___ Text section

I talk with writer friends who are making the
same journey along their own paths, who hit as many stumbling blocks as I and
they pick themselves up and go on. If they can, I can. The important thing is
to talk with others who experience the same difficulty to gain a cleared
perspective of your own literary process.
I also make a couple of lists : TO-DO and DONE DID (pardon the grammar).
My TO-DO lists includes ideas for books, editors
or publishers I plan to contact if I produce the type of manuscript that corresponds
to the publishing need, updating blog or website, contacts I want to remember,
etc.
The DONE DID list focuses on what I have
accomplished or attempted. In 2015 I sold two manuscripts, wrote three chapter
books (still in revision phases), participated in new events in which I
publicized my books… You get the idea. This list focuses primarily on positive
energy, a powerful way to offset the stream of rejections.
Call for submissions for
Young Writers:
The Student Stowe Prize,
established by the Harriet Beecher Stowe Center in 2012, recognizes outstanding
writing by United States high school and college students that is making a tangible
impact on a social justice issue critical to contemporary society. Issues may
include, but are not limited to, race, class and gender. Entries must have been
published or publicly presented. The Student Stowe Prizes will next be awarded
in June 2016 at the Stowe Center’s fundraising event, the Big Tent Jubilee. The
Student winners will also be featured at the Real Stories of Social Change
panel, a free public program immediately preceding the Big Tent. The
recognition includes a $2,500 prize for the college winner and a $1,000 prize
for the high school winner. The winning entries are printed in the Big Tent
program book and posted on the Stowe Center’s web site.” No entry fee
indicated. Deadline has been extended to February 1, 2016.

______
___ Task inputs

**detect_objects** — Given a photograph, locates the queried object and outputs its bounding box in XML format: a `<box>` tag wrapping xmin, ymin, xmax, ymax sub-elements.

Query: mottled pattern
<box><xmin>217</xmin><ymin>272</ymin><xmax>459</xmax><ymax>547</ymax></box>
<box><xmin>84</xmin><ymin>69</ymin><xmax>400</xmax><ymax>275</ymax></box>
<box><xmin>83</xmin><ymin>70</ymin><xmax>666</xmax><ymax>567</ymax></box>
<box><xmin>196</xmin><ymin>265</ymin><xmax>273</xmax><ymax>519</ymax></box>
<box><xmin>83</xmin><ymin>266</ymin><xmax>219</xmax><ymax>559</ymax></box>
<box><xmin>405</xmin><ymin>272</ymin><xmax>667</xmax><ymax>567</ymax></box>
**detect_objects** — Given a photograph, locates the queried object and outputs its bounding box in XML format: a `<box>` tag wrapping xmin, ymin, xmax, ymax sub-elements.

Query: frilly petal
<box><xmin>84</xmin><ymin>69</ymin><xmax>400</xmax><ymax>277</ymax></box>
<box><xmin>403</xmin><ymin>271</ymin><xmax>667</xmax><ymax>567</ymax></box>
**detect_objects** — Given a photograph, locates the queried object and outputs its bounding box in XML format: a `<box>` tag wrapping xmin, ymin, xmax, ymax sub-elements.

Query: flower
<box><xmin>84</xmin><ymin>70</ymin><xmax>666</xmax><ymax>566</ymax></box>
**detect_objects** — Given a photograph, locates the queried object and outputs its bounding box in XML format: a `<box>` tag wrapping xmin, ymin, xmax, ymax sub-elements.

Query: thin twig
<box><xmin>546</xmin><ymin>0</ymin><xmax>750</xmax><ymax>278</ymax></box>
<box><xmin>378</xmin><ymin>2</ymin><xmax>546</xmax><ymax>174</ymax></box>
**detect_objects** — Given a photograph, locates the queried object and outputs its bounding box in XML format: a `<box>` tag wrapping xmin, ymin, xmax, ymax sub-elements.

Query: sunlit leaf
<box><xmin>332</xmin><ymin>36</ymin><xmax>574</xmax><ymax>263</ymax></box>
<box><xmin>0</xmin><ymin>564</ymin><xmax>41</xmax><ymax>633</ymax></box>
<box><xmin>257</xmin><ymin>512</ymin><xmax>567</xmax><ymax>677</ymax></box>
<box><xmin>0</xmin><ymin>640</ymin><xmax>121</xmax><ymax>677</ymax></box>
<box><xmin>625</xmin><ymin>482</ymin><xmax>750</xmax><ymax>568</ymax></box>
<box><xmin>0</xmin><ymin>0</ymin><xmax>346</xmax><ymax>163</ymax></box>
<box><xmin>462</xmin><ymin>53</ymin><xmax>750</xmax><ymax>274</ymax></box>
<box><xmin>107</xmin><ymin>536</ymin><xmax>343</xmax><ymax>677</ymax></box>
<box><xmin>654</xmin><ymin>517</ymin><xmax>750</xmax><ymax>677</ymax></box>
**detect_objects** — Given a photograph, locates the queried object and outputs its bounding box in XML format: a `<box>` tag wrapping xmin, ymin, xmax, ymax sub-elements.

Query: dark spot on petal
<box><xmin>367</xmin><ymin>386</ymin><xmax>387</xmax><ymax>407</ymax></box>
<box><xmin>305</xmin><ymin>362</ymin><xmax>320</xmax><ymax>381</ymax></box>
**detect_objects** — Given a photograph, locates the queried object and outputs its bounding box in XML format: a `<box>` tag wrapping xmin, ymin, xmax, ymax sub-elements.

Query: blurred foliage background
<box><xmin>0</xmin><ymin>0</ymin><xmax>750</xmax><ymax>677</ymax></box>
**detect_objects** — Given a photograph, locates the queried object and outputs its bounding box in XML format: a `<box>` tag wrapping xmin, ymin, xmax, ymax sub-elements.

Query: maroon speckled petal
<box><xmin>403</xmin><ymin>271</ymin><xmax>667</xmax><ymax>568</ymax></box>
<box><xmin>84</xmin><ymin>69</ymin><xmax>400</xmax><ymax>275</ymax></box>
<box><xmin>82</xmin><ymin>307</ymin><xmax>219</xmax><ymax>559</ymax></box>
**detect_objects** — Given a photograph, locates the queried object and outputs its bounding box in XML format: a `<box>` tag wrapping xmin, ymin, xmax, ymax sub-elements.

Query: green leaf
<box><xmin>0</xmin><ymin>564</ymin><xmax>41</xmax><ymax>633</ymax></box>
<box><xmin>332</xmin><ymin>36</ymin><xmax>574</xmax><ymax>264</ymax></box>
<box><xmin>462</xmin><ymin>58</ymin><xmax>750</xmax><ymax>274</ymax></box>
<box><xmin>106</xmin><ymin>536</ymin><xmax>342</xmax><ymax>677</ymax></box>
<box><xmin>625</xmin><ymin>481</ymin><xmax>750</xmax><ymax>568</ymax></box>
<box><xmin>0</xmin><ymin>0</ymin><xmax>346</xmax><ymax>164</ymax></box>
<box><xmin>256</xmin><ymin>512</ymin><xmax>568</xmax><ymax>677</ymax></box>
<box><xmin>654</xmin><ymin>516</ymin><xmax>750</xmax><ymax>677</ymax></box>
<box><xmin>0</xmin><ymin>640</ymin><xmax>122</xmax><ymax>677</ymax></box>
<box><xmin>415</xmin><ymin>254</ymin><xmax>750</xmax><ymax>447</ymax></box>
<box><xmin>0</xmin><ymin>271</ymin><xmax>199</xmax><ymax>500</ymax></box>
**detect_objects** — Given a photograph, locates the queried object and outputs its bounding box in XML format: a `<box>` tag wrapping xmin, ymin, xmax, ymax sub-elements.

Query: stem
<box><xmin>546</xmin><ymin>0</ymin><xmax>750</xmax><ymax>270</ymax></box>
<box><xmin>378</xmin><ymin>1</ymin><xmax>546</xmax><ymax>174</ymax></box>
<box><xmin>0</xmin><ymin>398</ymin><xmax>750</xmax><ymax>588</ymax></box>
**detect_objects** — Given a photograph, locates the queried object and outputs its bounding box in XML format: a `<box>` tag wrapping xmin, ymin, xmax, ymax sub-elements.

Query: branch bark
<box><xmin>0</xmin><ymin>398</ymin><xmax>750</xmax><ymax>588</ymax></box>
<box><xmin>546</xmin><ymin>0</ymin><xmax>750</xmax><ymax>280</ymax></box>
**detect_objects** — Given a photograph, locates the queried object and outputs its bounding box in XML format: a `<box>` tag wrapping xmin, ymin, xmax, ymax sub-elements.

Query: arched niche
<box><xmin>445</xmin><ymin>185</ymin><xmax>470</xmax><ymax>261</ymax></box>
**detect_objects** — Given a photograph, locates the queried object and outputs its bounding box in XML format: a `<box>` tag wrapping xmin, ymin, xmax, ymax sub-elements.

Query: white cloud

______

→ Your tasks
a) Pull out each line of the listing that contains the string "petal".
b) Write the next part of the writing passage, picking up after its final sentence.
The writing passage and the listing were taken from unrelated sources.

→ Replies
a)
Query: frilly petal
Query: dark spot on petal
Query: maroon speckled petal

b)
Submission guidelines at https://www.harrietbeecherstowecenter.org/worxcms_published/programs.items_page869.shtml
Call for submissions for
Adult Writers:
YARN is an award-winning literary journal that publishes
outstanding original short fiction, poetry, and essays for Young Adult readers,
written by the writers you know and love, as well as fresh new
voices...including teens. Since this is a YA literary journal, we ask that
the material be appropriate for, and of particular interest to, young adult
readers, 14 years old and up. We have no
age restrictions for authors (fogies over the age of 18 write
YA, too), no genre restrictions (if you’ve got a story set in 2060, bring it
on!), and no geographic restrictions (we have published teens in China and
other similarly far-away places, and would love to see more international
submissions). We only ask that the writing you submit
be original and publishable, with some literary merit (in other
words, if you’ve written a slasher thriller with lots of smooching and slaying,
we recommend sending it to Hollywood and not to us). Send us
only your very best.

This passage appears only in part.